### 作業内容
安楽死の集いを描いた映画についての批評文を、最後の文のあとから書き継ぐこと。

### 掲載本文

それはミスリードでも何でもなく、ただ演出を間違えているだけだ。

サトシは最後に多目的ホールに現れると、「では改めて、この集いについてご説明いたします。皆さんは今日、大きな選択をしに、ここにいらっしゃいました。命の選択。すなわち、今日ここで、この12人全員が、安楽死を迎えるということです」と語る。
もちろんタイトルや公開前の事前情報で、「そうだろうね」としか思えない人も多いだろう。でも映画の仕掛けとしては、「全員が死ぬために集まった」と明かすのは、驚きを与えるためのシーンになっているはずだ。
ところが、その前に「ベッドにいる男がサトシだと他の面々は思っている」という状況を見せてしまっている。
なので、サトシが登場した時点で、まず「ベッドの男は誰だよ」ってのが気になり、サトシが説明を始めても「いや、それどころじゃないから」と言いたくなってしまう。

ゼロバンの存在が判明し、アンリはサトシに「こういう場合はどうすればいいのかしら?」と尋ねる。するとサトシは、「お伝えしてある通り、実行は全員一致が原則ですから、このような状況でも実行すべきかどうか決を採ります」と告げる。
でも、「そういうことじゃねえから」と言いたくなる。

コレクションから取り出した項目:
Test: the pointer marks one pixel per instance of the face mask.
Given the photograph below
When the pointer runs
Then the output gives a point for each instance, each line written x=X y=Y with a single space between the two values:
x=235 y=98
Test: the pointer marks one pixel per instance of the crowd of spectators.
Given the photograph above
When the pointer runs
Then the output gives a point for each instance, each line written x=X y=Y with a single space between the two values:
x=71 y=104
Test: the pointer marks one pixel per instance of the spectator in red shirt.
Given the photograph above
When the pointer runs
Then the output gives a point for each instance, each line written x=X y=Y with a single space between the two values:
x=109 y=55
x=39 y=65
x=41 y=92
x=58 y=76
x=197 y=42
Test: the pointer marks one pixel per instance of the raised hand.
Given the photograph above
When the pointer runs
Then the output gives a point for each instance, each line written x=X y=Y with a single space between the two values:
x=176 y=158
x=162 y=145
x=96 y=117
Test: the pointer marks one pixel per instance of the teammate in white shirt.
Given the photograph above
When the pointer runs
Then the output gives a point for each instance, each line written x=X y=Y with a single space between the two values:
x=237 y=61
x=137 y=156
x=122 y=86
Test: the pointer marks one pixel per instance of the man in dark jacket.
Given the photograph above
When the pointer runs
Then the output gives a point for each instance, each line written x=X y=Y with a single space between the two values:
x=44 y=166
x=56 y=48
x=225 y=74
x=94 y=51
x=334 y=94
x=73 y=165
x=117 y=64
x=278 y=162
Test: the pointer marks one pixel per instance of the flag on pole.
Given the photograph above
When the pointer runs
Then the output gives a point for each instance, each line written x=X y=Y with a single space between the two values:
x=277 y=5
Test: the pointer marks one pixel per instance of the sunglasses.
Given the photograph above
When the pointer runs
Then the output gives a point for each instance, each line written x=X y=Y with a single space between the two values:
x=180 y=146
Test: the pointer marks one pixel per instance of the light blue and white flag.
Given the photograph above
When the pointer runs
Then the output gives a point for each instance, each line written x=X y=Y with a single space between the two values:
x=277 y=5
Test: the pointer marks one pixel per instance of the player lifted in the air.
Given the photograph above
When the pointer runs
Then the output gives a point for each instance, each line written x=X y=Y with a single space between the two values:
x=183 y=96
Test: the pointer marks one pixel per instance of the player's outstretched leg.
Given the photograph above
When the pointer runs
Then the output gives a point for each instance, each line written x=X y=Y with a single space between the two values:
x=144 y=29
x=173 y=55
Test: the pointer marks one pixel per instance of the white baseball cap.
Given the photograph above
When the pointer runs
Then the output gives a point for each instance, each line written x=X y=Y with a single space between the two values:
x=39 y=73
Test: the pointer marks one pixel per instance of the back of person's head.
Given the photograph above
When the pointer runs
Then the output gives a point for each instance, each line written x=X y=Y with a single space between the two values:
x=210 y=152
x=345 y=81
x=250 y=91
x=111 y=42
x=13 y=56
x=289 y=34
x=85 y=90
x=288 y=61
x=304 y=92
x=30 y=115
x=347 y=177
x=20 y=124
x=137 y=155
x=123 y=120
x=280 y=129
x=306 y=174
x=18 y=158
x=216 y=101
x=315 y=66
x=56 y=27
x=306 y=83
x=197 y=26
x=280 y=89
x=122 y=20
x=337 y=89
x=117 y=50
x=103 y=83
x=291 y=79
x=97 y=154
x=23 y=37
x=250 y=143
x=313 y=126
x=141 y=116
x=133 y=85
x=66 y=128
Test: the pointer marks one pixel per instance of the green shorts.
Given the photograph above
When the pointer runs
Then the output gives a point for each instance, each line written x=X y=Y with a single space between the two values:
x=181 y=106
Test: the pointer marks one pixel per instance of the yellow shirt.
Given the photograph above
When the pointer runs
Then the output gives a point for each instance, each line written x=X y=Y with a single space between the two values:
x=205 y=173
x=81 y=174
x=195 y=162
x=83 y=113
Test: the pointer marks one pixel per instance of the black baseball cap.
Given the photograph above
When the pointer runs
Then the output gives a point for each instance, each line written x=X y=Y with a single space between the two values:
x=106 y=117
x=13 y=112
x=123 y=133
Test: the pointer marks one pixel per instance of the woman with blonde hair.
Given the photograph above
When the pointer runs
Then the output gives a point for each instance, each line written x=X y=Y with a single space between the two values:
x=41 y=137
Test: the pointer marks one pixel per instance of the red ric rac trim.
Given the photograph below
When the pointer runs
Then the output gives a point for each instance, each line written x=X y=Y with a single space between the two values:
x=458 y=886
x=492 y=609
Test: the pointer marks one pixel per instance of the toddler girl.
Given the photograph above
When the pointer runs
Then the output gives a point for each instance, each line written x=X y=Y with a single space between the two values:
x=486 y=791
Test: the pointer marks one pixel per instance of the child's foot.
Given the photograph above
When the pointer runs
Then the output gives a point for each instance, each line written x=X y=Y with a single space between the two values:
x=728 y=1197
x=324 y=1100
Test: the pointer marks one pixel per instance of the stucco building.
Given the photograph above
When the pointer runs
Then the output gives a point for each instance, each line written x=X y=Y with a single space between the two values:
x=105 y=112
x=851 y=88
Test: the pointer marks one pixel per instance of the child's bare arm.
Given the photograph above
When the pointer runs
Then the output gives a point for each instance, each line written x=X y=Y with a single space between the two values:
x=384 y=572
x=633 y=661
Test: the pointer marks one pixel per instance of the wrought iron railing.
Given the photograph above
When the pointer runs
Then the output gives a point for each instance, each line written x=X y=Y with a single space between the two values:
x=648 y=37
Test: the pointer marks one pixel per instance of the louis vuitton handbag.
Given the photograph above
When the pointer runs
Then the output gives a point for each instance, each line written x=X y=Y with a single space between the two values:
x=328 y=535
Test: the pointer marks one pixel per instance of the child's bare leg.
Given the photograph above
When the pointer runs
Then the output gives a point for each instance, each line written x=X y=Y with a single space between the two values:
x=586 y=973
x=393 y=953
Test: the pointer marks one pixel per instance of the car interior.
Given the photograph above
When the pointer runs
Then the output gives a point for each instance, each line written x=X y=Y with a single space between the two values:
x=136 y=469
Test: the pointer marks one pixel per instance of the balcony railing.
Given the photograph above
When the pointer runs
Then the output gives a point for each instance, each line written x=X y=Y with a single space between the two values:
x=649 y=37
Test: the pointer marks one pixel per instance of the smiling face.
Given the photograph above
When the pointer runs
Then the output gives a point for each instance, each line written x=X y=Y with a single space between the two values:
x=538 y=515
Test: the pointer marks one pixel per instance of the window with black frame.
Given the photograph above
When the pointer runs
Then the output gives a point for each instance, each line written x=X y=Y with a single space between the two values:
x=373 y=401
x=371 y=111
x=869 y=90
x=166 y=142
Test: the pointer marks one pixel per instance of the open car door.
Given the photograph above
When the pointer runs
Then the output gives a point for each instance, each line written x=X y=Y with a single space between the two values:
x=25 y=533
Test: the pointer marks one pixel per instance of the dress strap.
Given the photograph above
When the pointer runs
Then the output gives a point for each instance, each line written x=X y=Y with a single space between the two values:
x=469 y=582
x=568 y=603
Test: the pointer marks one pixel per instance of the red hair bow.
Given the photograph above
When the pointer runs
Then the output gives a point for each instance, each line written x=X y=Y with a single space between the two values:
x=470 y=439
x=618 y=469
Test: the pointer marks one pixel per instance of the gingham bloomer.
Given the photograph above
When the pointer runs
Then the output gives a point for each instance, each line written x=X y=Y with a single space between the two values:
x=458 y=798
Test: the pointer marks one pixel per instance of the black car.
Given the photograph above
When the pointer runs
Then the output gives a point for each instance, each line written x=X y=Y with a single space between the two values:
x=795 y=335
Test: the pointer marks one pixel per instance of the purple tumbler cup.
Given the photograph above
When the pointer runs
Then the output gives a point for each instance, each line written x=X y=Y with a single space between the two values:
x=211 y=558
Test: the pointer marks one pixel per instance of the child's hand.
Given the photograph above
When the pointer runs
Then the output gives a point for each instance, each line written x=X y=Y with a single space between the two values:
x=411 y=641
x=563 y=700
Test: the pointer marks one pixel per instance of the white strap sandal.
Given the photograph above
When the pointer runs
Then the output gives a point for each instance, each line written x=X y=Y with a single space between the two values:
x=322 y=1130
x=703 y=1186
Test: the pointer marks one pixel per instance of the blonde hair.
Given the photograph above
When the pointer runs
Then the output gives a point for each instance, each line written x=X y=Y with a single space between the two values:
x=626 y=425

### 解答例
もはや「自殺するかどうか」を採決している場合じゃないだろ。
それより先に、「ゼロバンをどうするのか」を決めなきゃダメだろ。

ところが、こいつらはゼロバンを放置して、自殺についての決を採ろうとする。イカれているとしか思えないぞ。ケンイチはゼロバンを気にしているけど、なんで彼だけなんだよ。
ところが彼が「だっておかしいでしょ。なんで関係ない人がいるの?」と言い出した途端、他の面々も急に「彼は集いのことを知っていたんだろう」とか「誰かが情報を漏らしたのでは」とか口にする。それだけでも「だったら最初から言えよ」と言いたくなるが、すぐにアンリやメイコが「そんなことより早く死のう」と訴える。
「どうせ自殺するんだから、部外者がいても関係ないでしょ」ってことのようだが、そこは違和感があるのよね。
自殺志願者がそういうことを気にしないかって、そんなことは無いでしょ。

全員が話し合う中でヒントに辿り着いたり、謎が解明されたりしていくのかと思いきや、そうではない。グループに分かれて行動させることで、「全員が話し合う中で」という趣向があっさりと崩れてしまう。
何人かのグループに分けた方が、会話劇でドラマを進めやすくなるという利点はある。
それと、別グループにして多目的ホールから移動させることで、絵の変化が生じるというメリットもある。
でも、明らかに『十二人の怒れる男』をモチーフにしたタイトルからしても、そして作品としての仕掛けを考えても、4班に分けて多目的ホールから移動させるのは明らかに失敗だ。

そりゃあ、事件を解き明かすためには、色んな場所へ行って手掛かりを探る必要があるってのも分かるのよ。
だけど、どうせシンジロウという頭脳明晰な都合のいいキャラがいるんだし、そいつを安楽椅子探偵みたいに使って、ほぼ多目的ホールから出ずに事件を解決させてもいいんじゃないかと。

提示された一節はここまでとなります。